Aim of the task:
Copy the material below word for word, starting at the line that contains "Reviewer note: confirm each instance of the firefighter's face" and ending at the line that contains "pixel 618 139", with both of those lines included.

Records
===============
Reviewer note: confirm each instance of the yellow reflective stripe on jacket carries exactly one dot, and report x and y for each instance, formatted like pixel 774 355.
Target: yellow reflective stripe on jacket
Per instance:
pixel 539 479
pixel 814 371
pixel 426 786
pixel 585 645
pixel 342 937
===============
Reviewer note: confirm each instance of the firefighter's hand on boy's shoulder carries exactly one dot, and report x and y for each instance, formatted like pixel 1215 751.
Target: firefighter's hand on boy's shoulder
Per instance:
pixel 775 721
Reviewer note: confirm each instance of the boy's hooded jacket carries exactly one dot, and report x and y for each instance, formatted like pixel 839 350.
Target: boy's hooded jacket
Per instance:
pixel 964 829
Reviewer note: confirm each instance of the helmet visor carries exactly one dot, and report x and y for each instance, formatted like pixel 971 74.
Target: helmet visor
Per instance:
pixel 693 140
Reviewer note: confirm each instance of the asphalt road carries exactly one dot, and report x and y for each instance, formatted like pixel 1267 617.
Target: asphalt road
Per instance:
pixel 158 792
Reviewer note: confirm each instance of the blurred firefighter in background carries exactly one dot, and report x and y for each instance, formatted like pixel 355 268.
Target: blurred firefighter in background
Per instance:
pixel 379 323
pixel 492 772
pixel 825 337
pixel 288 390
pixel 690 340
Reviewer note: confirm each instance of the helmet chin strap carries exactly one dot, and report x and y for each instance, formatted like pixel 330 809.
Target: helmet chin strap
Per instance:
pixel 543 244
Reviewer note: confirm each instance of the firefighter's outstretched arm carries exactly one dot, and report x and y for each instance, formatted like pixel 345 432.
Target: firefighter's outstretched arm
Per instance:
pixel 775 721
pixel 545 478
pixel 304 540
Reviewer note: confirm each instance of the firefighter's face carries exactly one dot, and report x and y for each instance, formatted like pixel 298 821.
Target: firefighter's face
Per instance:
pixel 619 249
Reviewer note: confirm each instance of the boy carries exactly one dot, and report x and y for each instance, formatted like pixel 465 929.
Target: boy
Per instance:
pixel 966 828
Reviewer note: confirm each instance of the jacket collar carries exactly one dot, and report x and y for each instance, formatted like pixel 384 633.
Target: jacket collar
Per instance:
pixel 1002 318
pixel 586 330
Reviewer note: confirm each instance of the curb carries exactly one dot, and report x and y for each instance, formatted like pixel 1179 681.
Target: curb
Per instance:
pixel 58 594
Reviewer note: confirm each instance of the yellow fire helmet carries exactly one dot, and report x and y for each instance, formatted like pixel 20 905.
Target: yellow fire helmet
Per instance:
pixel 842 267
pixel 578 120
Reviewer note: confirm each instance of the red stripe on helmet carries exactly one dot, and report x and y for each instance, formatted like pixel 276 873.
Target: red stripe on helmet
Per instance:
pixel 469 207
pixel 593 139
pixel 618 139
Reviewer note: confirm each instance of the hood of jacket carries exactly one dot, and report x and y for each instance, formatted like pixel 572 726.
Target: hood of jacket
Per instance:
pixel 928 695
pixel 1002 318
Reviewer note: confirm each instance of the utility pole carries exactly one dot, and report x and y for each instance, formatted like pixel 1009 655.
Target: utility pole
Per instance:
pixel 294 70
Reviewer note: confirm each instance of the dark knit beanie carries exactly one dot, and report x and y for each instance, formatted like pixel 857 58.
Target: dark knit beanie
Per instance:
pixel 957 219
===============
Exercise result:
Reviewer note: confirm each instance of the firefighter's face carries exactly one dot, and report x and y for each instance, formatted like pixel 298 821.
Target: firefighter's face
Per instance:
pixel 619 249
Reviewer note: confirm each instance of the boy carries exactly one dot, and report x and y for each instance, formatted like pixel 465 929.
Target: boy
Per instance:
pixel 966 828
Reviewer note: confirm each instance of the jacket collar carries exactly one dot, and report x and y for each instance, formatted like pixel 384 633.
Target: jacket collar
Per instance:
pixel 1002 318
pixel 586 330
Reviewer note: confirm each instance of the curb carries exactly one dot, and report x and y for each instance, formatted like pixel 1179 681.
Target: curb
Per instance:
pixel 58 594
Reviewer note: confirm each instance of the yellow fire helmet carries exactly one dot, and report x and y for each instance, formatted like pixel 20 905.
Target: yellow fire helmet
Per instance:
pixel 842 267
pixel 578 120
Reviewer note: confirm each instance of the red stripe on helmet carries exactly one dot, and report x and y for each instance, formatted like pixel 276 873.
Target: red stripe on helmet
Per instance:
pixel 469 207
pixel 593 139
pixel 618 139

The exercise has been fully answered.